* _作業内容_
香港映画『スリ』の紹介文によれば、ジョニー・トー監督はこの作品の完成までに何年を費やしましたか。

『推薦!』⦅香港映画⦆スリ(SPARROW)87分

投稿者: | 2020年6月8日

お薦め度 ★★★★★★★★★★

完成まで4年を費やした、ジョニー・トー監督の美学が光るスリの世界に生きる男たちの面子を懸けた大勝負!

香港の街の景色が綺麗に切り取られています
冒頭のワンカット長回しスリシーン
いつも食堂で作戦会議(ジョニー・トー作品は食事シーン多め)

作品紹介

日本劇場未公開

今回ご紹介するのは、ジョニー・トー監督の完成までに四年を費やした傑作アクションサスペンスです。

それでは、まずはあらすじから、

香港の街中でスリを働く4人の男たち。

そのチームのリーダーであるケイはある日、趣味であるカメラで街中を撮影中に何者かに追われる美女に遭遇する。

* _提供データ_
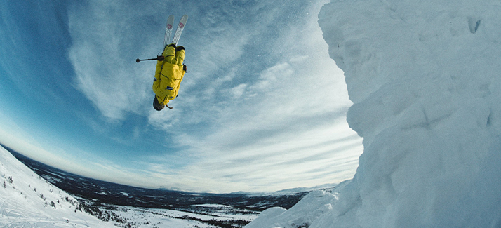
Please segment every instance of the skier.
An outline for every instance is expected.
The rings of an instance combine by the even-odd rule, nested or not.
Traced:
[[[179,86],[186,73],[185,60],[185,48],[177,46],[175,43],[166,46],[162,55],[159,56],[155,70],[155,78],[153,79],[153,92],[155,97],[153,100],[153,107],[160,111],[167,103],[178,97]]]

* _作業結果_
4年です。